Beyond guidelines therapy: future treatment

A large adult study showed that the addition of tiotropium to the regime of patients who were symptomatic despite ICS therapy was superior to doubling the dose of ICS and equivalent to adding a LABA [143]. There is no paediatric study of tiotropium, but there is an urgent need to explore its role.

Possible new treatment alternatives

Several new treatment alternatives are in the pipeline, including pitrakinra (IL4-/IL-13 antagonist) [144], lebrikizumab (IL-13 antagonist) [145] and reslizumab (antibody against IL-5) [146], all of which predominantly target allergic asthma. As these are, or are likely to be, expensive treatment alternatives, detailed characterisation of patients in order to identify those most likely to benefit from these interventions will be increasingly important. A novel marker of potential clinical relevance is periostin, a protein suggested as a marker of excessive Th2-type inflammation in asthma [147]. The expression of periostin in airway epithelial cells is regulated by IL-13 [148]. The effect of lebrikizumab treatment has been shown to be greater in severe asthmatics with high periostin levels compared to those with low periostin levels, as demonstrated by an improvement in FEV₁ and a reduction in F_eNO [145], thus providing an entirely new example of biomarker-guided treatment in severe asthma.

New treatment alternatives for asthma, particularly in children, should probably not just focus on suppressing the inflammatory response. The idea of primary prevention of asthma is becoming an option [54] and in this regard combining vaccines for allergy and rhinovirus infections are a novel and interesting approach [149]. Another novel approach is intralymphatic immunotherapy which may turn out to be a “fast-track”, effective alternative to subcutaneous immunotherapy [150]. Finally, vitamin D supplementation could be a straightforward treatment alternative to strengthen the immune response in children with therapy resistant asthma [48], although more trials are needed.

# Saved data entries

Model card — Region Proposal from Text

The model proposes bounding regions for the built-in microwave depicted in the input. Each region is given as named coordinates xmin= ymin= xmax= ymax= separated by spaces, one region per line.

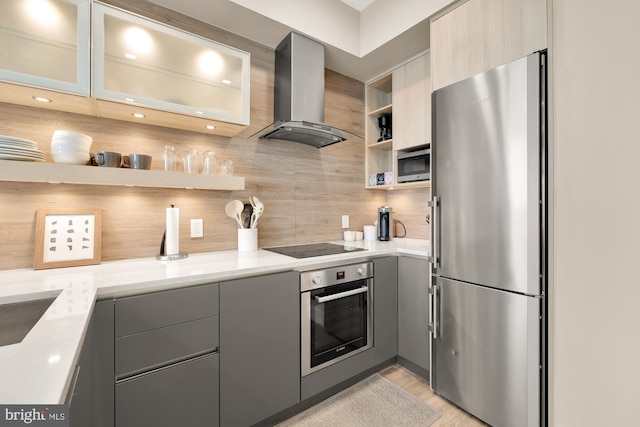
xmin=396 ymin=148 xmax=431 ymax=183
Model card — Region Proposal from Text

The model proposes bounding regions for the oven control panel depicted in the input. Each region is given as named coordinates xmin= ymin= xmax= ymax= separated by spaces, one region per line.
xmin=300 ymin=262 xmax=373 ymax=292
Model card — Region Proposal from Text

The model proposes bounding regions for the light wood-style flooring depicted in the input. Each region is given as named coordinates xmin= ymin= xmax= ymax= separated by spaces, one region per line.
xmin=379 ymin=365 xmax=487 ymax=427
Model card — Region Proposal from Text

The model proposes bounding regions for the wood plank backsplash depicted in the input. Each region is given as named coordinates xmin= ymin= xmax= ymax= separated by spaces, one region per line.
xmin=0 ymin=0 xmax=428 ymax=270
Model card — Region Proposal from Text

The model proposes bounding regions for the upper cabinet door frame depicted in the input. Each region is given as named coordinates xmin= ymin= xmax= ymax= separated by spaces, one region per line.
xmin=0 ymin=0 xmax=91 ymax=96
xmin=92 ymin=2 xmax=250 ymax=125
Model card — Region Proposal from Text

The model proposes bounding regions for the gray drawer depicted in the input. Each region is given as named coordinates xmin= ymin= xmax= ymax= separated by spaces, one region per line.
xmin=115 ymin=316 xmax=218 ymax=379
xmin=115 ymin=283 xmax=218 ymax=337
xmin=115 ymin=354 xmax=220 ymax=427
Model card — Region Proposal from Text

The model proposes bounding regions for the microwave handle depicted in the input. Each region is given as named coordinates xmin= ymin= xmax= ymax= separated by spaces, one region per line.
xmin=315 ymin=285 xmax=369 ymax=304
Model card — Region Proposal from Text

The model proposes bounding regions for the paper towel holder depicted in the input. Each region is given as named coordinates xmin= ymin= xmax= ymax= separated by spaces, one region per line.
xmin=156 ymin=204 xmax=188 ymax=261
xmin=156 ymin=230 xmax=189 ymax=261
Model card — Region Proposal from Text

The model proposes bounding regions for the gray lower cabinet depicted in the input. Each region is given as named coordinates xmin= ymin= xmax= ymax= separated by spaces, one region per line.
xmin=220 ymin=271 xmax=300 ymax=427
xmin=373 ymin=256 xmax=398 ymax=364
xmin=67 ymin=310 xmax=95 ymax=427
xmin=111 ymin=284 xmax=220 ymax=427
xmin=89 ymin=298 xmax=115 ymax=427
xmin=116 ymin=353 xmax=219 ymax=427
xmin=398 ymin=256 xmax=429 ymax=374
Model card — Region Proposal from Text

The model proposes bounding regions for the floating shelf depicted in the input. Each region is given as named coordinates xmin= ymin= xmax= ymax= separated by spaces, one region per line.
xmin=366 ymin=181 xmax=431 ymax=190
xmin=0 ymin=160 xmax=244 ymax=190
xmin=368 ymin=104 xmax=393 ymax=117
xmin=367 ymin=139 xmax=393 ymax=150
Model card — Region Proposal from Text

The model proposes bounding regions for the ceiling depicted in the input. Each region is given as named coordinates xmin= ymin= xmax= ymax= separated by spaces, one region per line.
xmin=341 ymin=0 xmax=374 ymax=12
xmin=149 ymin=0 xmax=451 ymax=82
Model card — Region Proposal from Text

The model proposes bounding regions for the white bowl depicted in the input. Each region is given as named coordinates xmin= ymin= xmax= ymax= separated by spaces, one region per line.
xmin=51 ymin=144 xmax=89 ymax=153
xmin=52 ymin=130 xmax=93 ymax=141
xmin=51 ymin=151 xmax=90 ymax=165
xmin=51 ymin=130 xmax=93 ymax=151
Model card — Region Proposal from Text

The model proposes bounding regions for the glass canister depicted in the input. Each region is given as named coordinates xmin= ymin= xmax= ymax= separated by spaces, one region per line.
xmin=202 ymin=151 xmax=218 ymax=175
xmin=218 ymin=160 xmax=233 ymax=176
xmin=182 ymin=148 xmax=200 ymax=173
xmin=160 ymin=145 xmax=178 ymax=172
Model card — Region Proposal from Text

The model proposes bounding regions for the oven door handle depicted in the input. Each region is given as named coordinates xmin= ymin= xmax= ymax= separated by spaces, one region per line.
xmin=315 ymin=285 xmax=369 ymax=304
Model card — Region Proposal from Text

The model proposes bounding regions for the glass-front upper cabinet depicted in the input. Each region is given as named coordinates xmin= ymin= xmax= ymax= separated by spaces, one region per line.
xmin=0 ymin=0 xmax=91 ymax=96
xmin=92 ymin=0 xmax=250 ymax=125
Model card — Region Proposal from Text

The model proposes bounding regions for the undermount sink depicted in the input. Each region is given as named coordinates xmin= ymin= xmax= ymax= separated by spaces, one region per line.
xmin=0 ymin=292 xmax=59 ymax=347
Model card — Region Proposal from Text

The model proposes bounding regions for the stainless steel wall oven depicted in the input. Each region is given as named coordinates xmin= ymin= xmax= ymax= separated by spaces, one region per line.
xmin=300 ymin=262 xmax=373 ymax=376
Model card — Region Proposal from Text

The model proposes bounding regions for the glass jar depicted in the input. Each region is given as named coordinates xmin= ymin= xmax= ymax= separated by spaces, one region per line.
xmin=160 ymin=145 xmax=178 ymax=172
xmin=218 ymin=160 xmax=233 ymax=176
xmin=182 ymin=148 xmax=200 ymax=173
xmin=202 ymin=151 xmax=218 ymax=175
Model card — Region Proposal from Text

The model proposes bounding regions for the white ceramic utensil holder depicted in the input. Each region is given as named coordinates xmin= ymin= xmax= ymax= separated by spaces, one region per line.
xmin=238 ymin=228 xmax=258 ymax=252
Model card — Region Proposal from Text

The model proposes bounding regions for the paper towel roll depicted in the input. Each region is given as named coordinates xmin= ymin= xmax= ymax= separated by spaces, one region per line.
xmin=164 ymin=205 xmax=180 ymax=255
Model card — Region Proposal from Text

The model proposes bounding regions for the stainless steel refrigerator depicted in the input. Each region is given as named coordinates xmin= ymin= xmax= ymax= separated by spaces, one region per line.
xmin=429 ymin=52 xmax=547 ymax=427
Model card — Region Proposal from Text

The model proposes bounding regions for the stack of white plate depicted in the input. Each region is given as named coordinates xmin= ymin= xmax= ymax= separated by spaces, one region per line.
xmin=51 ymin=130 xmax=93 ymax=165
xmin=0 ymin=135 xmax=44 ymax=162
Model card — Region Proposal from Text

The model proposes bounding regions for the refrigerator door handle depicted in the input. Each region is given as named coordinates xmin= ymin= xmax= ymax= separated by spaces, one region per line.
xmin=429 ymin=196 xmax=440 ymax=269
xmin=431 ymin=283 xmax=440 ymax=341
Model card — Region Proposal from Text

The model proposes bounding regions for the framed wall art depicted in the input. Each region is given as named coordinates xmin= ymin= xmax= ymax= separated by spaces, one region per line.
xmin=33 ymin=209 xmax=102 ymax=270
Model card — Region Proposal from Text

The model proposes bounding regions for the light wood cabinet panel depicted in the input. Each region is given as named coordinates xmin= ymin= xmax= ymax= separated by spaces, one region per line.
xmin=365 ymin=52 xmax=431 ymax=190
xmin=393 ymin=53 xmax=431 ymax=150
xmin=431 ymin=0 xmax=547 ymax=90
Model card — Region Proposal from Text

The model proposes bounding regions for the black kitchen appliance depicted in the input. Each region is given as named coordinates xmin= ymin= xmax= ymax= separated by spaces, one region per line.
xmin=300 ymin=262 xmax=373 ymax=377
xmin=378 ymin=206 xmax=393 ymax=241
xmin=264 ymin=243 xmax=366 ymax=259
xmin=378 ymin=113 xmax=391 ymax=142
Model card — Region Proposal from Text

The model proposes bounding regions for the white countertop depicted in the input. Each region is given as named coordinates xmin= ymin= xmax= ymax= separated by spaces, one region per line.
xmin=0 ymin=239 xmax=429 ymax=404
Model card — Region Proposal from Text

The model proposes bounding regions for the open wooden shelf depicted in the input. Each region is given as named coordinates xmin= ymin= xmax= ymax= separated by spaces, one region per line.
xmin=0 ymin=160 xmax=244 ymax=190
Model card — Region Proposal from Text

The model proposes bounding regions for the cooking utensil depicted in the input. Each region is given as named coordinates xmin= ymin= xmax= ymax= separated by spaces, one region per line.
xmin=249 ymin=196 xmax=264 ymax=228
xmin=242 ymin=203 xmax=253 ymax=228
xmin=224 ymin=200 xmax=244 ymax=228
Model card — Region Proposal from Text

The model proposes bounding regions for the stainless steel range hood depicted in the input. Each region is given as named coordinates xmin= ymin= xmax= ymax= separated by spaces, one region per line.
xmin=252 ymin=32 xmax=359 ymax=148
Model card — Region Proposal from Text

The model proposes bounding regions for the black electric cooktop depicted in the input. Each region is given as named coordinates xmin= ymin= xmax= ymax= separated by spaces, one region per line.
xmin=263 ymin=243 xmax=366 ymax=258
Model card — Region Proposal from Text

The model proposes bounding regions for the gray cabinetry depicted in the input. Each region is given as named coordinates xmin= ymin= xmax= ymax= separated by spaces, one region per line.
xmin=112 ymin=284 xmax=219 ymax=427
xmin=220 ymin=272 xmax=300 ymax=427
xmin=373 ymin=256 xmax=398 ymax=363
xmin=116 ymin=353 xmax=219 ymax=427
xmin=67 ymin=310 xmax=94 ymax=427
xmin=398 ymin=257 xmax=429 ymax=375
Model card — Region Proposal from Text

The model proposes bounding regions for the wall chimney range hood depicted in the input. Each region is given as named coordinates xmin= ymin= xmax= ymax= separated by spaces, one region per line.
xmin=252 ymin=32 xmax=359 ymax=148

# PROBLEM 1
According to the asthma treatment excerpt, what regulates periostin expression in airway epithelial cells?
# PROBLEM 2
Please extend the asthma treatment excerpt, continuing after its final sentence.

# WRITTEN REPLY 1
IL-13.

# WRITTEN REPLY 2
ADHERENCE TO TREATMENT

Reliable assessment of adherence to prescribed treatment is a challenge in clinical practice, as well as in research on patients with asthma. Krishnan et al. [151] compared subjective and objective measurements of children's adherence to ICS therapy in a sub-study to the CAMP study [151]. They compared reported intake of ICS, as reported in diary cards, to the number of doses left in the study inhalers. The difference was striking. Adherence of <80% of the prescribed doses was seen in 75% of the children by objective measures while this lack of adherence was only reported in 6% of the children by self-report in the diary cards. The parents’ perception of the child’s asthma is crucial for adherence to recommended therapy. This has been shown in several studies from the Netherlands. Klok et al. [152] reported on the importance of follow-up and discussion with parents on their perceptions of the child’s asthma. Koster et al. [30] reported how parents concern about side-effects affected their adherence to prescribed therapy and also that under treatment was associated with lower maternal education. Caudri et al. [153] reported from the 8-yr follow-up of the PIAMA cohort that under treatment was common but also over treatment was found in children who continued regular use of ICS while symptom free for >1 yr.

CONCLUSION

We have described a number of very exciting advances in paediatric asthma. However, the overall message for clinicians is timeless: it is essential to get the basics right. More mistakes are made through neglecting this principle than by failing to deploy the latest sophisticated treatments. Finally, it should be emphasised that childhood asthma also could be treated at the community level, as shown in a study by Mackay et al. [154]. A reduction of hospital admissions because of childhood asthma was seen after smoking was prohibited in public places in Scotland, UK. Another example of the impact of air pollution on asthma morbidity was provided by Renzetti et al. [155], who report reduced markers of airway inflammation and improved pulmonary function in asthmatic children who were relocated from a highly polluted urban area to a less polluted rural area. These studies should remind all healthcare providers to take every opportunity to advocate measures to improve indoor and outdoor air quality.